━━ Provided material

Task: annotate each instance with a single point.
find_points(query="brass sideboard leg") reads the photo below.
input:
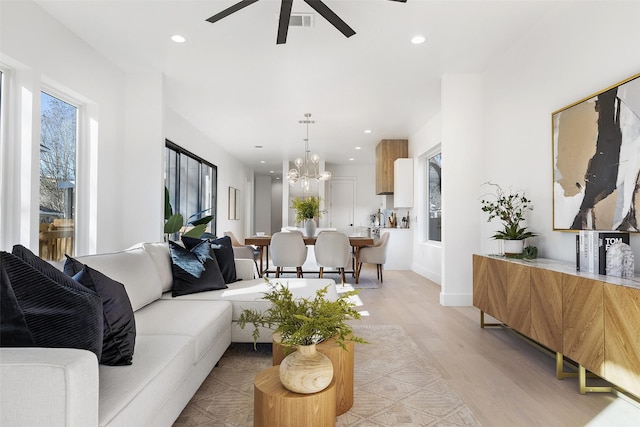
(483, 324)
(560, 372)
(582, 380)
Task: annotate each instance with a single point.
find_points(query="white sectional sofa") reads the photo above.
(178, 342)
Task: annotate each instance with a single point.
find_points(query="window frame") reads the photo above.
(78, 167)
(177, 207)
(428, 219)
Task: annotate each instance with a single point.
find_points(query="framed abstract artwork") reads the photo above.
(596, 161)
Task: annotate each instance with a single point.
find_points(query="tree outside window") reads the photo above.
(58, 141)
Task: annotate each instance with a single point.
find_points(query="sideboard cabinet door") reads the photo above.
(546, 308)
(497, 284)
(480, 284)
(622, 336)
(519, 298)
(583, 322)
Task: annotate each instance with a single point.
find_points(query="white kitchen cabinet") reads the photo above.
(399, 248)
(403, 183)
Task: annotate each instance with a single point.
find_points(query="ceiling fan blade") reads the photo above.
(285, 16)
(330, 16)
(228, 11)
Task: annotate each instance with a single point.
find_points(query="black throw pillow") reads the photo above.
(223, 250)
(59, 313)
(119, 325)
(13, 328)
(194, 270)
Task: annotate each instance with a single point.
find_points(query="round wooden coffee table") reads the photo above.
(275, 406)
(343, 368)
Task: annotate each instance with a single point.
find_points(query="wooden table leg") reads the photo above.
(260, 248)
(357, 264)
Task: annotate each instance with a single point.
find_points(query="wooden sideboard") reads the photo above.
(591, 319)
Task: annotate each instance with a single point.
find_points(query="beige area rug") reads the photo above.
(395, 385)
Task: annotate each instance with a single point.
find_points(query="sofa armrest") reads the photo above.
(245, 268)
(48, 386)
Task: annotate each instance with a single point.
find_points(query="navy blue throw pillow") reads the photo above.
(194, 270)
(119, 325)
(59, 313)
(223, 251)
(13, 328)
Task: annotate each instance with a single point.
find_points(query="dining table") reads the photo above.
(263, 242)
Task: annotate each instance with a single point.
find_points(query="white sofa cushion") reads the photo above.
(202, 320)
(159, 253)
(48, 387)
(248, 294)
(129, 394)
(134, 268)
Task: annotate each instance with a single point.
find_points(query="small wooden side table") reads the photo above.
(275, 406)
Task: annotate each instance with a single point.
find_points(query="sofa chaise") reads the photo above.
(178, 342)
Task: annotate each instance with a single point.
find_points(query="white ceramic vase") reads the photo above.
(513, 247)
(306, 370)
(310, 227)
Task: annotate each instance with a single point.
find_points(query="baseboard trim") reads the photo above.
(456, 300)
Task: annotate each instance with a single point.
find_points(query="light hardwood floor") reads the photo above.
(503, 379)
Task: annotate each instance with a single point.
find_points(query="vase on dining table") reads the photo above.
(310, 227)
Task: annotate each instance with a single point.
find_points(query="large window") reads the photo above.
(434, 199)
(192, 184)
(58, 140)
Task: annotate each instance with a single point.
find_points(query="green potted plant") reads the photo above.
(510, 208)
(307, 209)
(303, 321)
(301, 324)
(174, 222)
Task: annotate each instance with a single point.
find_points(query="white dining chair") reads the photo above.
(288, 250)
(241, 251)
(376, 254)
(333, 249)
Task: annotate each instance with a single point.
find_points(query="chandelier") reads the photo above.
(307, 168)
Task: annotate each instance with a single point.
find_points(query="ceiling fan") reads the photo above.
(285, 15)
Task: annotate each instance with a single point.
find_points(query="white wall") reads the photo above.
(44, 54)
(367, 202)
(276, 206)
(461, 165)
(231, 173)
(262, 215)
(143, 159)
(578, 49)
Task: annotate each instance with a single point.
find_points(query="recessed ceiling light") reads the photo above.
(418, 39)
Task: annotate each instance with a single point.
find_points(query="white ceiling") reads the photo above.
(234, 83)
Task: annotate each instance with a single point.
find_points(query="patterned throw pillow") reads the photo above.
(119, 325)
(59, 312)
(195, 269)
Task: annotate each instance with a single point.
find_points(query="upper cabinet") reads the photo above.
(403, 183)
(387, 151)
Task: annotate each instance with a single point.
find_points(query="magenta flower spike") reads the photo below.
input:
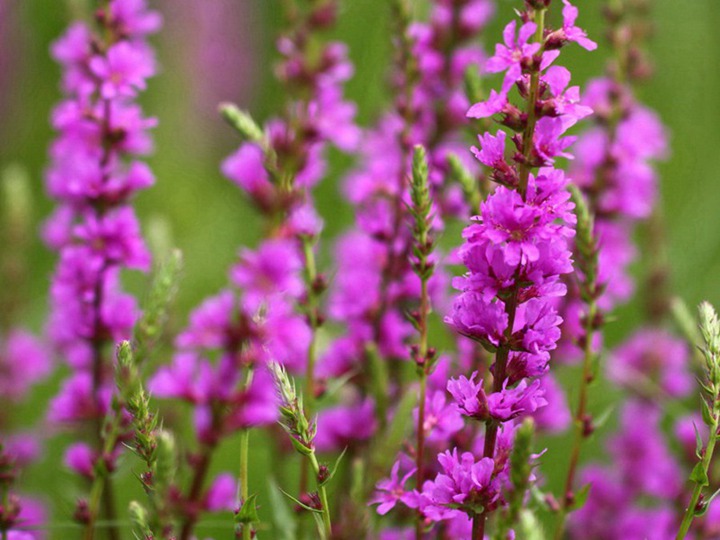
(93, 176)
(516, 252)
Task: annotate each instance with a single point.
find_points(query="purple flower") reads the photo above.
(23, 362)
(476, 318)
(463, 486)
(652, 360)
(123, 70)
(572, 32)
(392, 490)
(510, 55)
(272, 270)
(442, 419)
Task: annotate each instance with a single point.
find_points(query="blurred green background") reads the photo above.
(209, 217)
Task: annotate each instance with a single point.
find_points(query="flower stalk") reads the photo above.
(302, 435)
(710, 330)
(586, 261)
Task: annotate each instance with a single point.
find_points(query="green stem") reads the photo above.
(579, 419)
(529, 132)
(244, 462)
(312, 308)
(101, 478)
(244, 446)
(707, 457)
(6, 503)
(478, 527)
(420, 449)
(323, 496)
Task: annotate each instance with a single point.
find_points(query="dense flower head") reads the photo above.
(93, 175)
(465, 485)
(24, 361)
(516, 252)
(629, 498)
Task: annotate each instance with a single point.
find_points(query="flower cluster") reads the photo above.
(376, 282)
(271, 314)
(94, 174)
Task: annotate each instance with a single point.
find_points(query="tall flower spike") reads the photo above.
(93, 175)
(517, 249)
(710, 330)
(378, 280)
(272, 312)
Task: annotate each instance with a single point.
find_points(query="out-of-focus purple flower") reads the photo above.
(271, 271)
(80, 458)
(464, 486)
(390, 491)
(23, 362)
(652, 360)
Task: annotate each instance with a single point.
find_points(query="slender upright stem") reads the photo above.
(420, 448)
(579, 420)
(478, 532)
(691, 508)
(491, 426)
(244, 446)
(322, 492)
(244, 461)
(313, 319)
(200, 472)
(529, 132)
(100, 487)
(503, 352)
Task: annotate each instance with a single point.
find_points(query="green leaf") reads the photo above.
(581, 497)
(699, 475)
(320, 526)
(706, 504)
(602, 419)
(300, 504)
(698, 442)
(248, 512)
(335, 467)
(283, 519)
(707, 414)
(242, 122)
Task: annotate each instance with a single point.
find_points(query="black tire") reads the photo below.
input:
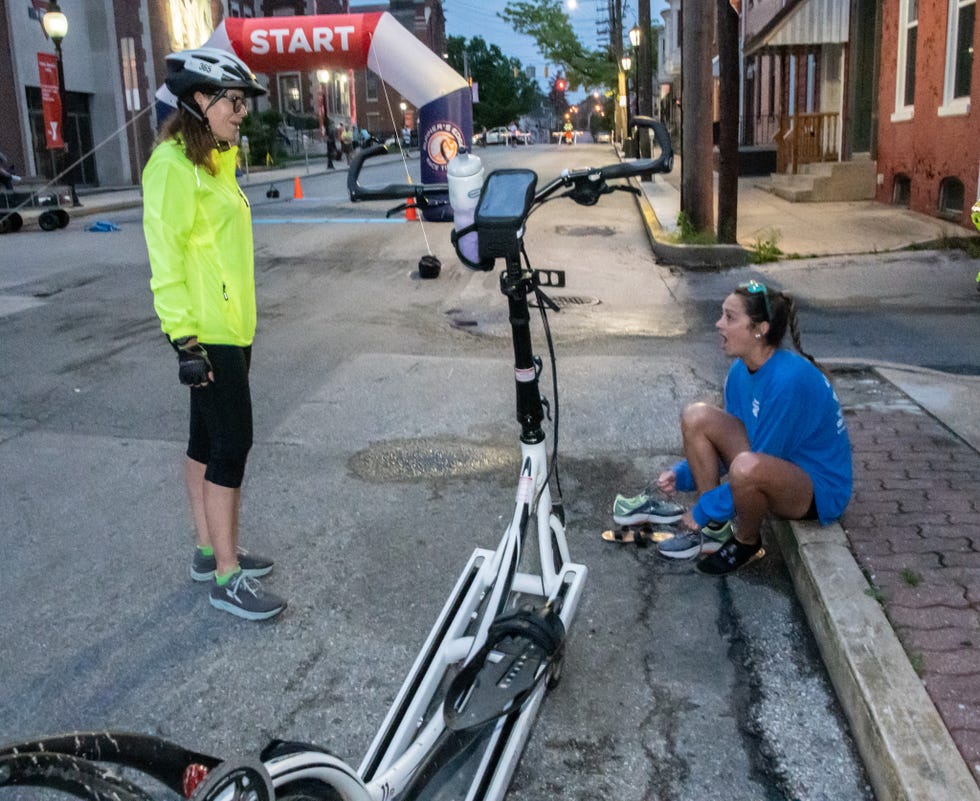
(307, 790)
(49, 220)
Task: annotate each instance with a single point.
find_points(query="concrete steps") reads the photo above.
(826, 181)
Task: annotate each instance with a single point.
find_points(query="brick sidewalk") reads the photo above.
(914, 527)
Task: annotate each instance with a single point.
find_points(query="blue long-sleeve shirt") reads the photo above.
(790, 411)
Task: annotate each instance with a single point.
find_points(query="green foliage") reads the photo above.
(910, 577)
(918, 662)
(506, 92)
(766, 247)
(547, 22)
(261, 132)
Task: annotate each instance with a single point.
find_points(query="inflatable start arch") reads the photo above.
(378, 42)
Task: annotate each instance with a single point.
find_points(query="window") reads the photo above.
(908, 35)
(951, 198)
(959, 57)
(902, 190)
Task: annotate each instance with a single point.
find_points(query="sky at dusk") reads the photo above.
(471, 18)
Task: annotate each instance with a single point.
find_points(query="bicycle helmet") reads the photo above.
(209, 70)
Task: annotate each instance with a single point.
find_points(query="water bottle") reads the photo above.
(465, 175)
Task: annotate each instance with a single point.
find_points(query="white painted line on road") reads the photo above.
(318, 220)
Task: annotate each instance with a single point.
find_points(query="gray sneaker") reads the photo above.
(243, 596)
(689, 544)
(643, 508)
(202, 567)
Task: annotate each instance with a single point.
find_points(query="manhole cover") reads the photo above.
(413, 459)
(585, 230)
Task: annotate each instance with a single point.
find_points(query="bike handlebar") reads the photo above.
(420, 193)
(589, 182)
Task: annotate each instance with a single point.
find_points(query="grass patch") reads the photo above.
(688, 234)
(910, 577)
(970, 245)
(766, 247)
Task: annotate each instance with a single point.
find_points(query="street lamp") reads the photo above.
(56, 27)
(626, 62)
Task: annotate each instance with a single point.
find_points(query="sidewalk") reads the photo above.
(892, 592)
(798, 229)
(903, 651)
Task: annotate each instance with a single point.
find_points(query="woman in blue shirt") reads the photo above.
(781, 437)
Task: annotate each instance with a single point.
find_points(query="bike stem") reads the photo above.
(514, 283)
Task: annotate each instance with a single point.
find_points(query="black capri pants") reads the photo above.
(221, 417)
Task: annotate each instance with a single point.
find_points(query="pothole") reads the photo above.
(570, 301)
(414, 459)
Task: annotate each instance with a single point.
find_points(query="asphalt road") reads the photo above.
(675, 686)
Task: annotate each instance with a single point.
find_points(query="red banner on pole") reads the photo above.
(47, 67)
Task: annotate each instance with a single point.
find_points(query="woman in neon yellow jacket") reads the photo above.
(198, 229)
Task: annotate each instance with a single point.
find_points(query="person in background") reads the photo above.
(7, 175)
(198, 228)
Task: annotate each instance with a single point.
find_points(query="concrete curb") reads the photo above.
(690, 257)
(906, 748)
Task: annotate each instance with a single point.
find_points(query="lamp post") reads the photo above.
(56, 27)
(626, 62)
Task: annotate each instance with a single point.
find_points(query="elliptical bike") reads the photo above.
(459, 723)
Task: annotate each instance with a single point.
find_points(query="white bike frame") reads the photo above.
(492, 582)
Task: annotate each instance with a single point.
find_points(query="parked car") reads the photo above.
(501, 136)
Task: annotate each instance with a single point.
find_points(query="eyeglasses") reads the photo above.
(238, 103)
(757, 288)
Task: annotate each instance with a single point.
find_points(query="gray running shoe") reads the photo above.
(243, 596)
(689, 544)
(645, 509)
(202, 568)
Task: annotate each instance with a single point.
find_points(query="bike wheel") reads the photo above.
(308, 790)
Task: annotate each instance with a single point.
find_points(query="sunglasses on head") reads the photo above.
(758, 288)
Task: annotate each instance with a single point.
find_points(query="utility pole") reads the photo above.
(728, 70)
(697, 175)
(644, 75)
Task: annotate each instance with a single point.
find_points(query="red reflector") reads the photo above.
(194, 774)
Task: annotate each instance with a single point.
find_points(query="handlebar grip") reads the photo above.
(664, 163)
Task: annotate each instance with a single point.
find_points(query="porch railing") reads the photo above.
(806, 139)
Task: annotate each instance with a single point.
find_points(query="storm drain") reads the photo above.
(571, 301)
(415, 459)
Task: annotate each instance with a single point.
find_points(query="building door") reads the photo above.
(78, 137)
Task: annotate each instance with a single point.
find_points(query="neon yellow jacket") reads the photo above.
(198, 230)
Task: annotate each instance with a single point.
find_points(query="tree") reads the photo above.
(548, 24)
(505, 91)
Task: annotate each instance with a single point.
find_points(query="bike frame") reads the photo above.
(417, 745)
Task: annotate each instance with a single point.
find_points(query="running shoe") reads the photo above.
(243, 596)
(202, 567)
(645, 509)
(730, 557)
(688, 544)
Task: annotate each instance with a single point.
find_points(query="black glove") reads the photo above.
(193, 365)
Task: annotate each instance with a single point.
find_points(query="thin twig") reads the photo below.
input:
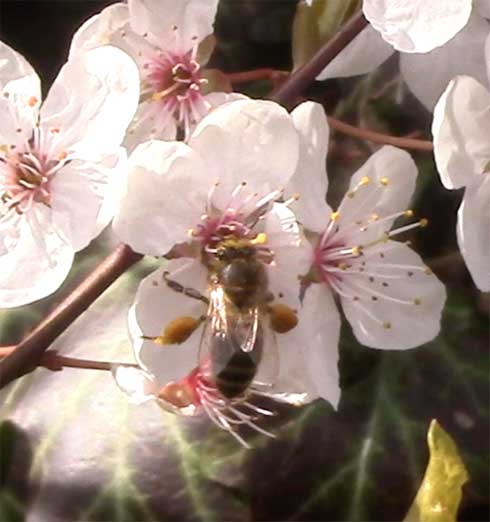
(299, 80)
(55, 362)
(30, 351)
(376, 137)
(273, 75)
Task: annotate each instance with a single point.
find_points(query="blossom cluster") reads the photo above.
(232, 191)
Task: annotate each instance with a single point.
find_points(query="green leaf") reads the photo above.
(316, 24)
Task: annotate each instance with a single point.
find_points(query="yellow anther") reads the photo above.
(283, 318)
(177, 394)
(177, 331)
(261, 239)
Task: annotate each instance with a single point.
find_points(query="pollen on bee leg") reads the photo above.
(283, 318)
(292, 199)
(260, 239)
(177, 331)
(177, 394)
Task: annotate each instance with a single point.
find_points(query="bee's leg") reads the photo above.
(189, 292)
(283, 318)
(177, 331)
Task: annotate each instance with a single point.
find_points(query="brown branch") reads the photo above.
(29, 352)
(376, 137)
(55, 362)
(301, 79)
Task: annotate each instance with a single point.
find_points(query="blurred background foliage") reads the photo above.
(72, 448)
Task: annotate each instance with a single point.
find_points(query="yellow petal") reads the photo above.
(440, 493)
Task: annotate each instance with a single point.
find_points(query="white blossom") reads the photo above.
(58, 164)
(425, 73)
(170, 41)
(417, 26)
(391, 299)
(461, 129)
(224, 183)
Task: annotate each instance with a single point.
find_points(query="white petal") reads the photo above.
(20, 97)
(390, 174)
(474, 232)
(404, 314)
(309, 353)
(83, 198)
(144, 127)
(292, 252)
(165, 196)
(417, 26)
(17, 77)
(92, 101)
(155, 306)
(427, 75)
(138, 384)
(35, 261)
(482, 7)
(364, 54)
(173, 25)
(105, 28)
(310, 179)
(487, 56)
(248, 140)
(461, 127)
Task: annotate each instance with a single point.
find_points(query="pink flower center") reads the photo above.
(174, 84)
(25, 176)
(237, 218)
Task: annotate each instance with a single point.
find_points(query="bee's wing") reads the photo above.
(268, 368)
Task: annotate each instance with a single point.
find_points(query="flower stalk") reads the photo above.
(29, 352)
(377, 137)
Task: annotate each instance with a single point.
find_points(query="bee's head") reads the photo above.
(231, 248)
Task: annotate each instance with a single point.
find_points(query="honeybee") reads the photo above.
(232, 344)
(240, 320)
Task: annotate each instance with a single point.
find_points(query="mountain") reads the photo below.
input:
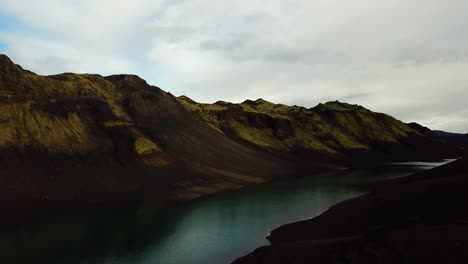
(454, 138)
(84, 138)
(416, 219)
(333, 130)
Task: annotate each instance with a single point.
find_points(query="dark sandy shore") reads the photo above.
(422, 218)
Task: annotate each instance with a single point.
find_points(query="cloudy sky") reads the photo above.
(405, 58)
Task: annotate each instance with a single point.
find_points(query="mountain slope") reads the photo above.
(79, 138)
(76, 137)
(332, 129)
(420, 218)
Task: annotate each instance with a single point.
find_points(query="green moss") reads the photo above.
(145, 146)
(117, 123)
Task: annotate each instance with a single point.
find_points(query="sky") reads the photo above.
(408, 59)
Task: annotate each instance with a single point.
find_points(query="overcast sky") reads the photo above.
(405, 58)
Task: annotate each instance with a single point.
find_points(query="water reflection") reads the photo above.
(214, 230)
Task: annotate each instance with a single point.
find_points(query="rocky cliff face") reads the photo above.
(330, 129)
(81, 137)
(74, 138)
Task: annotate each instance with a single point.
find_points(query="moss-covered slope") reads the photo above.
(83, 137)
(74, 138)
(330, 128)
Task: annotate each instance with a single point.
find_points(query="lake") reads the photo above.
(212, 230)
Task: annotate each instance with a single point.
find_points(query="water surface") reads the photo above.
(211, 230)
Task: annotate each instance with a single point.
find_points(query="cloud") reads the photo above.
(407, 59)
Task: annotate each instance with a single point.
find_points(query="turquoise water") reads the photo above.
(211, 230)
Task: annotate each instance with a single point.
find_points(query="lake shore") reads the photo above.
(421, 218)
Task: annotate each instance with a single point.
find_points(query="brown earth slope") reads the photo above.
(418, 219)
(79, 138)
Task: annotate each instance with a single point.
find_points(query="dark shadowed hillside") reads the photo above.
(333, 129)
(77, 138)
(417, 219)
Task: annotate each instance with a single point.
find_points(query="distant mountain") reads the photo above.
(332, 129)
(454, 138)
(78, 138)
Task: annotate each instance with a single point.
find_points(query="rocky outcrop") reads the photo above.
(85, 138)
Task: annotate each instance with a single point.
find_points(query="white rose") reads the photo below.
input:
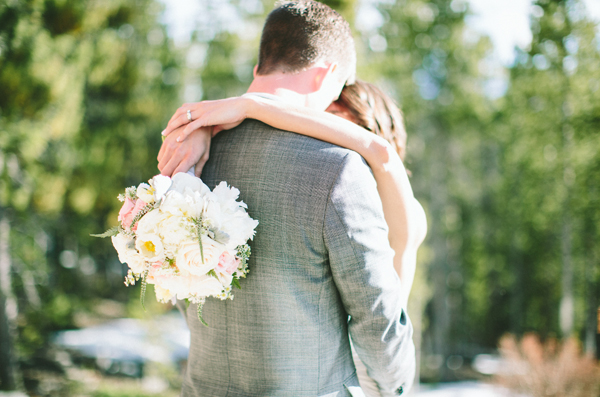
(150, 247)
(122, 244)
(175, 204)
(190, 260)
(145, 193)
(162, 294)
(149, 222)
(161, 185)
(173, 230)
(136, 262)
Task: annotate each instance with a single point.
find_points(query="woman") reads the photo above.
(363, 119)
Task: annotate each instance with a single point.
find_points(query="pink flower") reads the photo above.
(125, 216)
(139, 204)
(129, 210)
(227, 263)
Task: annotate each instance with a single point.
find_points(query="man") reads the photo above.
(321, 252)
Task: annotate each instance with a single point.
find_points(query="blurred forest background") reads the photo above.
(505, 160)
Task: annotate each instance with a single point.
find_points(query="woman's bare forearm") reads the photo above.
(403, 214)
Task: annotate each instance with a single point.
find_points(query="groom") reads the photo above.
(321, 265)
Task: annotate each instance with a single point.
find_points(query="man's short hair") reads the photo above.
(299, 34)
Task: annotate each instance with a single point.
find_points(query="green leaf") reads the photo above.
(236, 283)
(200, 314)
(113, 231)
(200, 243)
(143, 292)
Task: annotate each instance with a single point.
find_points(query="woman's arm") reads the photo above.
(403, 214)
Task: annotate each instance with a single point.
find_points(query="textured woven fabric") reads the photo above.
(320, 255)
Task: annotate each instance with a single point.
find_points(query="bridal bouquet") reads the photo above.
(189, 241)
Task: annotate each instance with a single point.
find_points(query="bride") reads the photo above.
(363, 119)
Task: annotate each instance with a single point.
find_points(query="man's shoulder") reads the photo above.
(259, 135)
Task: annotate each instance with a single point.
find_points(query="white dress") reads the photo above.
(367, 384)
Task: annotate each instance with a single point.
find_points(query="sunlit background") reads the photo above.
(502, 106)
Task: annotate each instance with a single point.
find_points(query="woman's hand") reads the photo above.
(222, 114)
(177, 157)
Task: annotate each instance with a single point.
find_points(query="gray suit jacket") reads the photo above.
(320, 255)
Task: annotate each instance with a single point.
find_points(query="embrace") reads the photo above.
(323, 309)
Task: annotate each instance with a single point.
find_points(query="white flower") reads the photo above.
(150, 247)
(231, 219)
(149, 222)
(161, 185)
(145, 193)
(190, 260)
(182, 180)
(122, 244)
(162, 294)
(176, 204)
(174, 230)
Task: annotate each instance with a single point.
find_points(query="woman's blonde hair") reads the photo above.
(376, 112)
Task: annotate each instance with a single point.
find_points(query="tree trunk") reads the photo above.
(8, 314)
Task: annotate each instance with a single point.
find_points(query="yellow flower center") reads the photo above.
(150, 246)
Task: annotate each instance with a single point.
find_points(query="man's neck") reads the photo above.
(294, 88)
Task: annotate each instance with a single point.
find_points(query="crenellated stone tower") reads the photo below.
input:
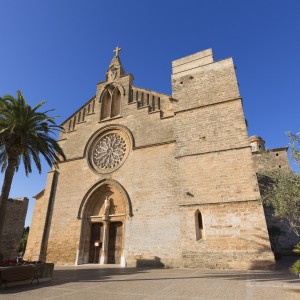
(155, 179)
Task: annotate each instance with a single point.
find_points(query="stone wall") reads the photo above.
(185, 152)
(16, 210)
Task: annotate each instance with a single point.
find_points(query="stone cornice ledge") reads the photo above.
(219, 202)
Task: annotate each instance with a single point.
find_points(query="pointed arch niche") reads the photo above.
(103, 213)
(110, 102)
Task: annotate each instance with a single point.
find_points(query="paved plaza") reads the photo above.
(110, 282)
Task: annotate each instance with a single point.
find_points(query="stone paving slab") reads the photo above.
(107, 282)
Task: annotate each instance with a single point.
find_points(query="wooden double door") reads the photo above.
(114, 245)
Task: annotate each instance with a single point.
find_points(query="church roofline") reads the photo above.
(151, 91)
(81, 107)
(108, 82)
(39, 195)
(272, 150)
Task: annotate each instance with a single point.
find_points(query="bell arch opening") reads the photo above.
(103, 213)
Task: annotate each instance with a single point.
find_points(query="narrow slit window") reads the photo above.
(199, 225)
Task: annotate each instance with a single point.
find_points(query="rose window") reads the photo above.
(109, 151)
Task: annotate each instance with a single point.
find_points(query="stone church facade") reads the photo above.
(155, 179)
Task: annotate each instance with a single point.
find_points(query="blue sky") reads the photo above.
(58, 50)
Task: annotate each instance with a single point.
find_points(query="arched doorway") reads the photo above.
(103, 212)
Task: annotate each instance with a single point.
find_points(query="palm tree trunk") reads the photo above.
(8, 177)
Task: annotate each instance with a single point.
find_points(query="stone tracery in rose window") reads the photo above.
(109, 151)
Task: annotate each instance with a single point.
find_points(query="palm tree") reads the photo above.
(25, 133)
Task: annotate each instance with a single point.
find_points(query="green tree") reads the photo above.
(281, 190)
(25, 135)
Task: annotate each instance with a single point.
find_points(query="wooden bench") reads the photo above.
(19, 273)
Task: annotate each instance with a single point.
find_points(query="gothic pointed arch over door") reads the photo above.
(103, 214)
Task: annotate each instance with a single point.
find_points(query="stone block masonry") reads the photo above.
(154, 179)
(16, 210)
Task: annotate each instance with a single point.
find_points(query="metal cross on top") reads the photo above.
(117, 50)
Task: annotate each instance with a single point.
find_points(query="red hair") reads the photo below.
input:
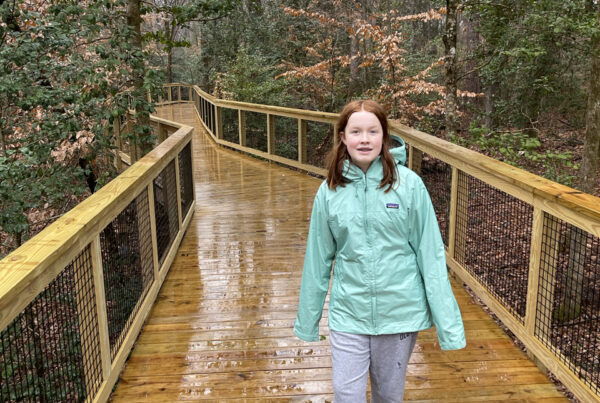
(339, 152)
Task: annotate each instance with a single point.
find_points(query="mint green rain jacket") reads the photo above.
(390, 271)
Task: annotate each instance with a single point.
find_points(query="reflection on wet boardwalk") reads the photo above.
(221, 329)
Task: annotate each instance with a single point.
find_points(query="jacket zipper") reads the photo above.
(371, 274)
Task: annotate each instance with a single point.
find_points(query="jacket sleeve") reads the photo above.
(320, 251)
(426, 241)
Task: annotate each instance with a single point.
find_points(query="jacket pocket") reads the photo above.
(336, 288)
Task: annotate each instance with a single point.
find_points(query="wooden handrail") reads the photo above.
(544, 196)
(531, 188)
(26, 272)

━━━━

Pull out each line of the listing above that contains the word "ceiling".

find_points(query="ceiling fan blade") reads the photo above.
find_points(query="ceiling fan") reads the photo above.
find_points(query="recessed ceiling light") reads the photo above.
find_points(query="white ceiling") reads the photo above.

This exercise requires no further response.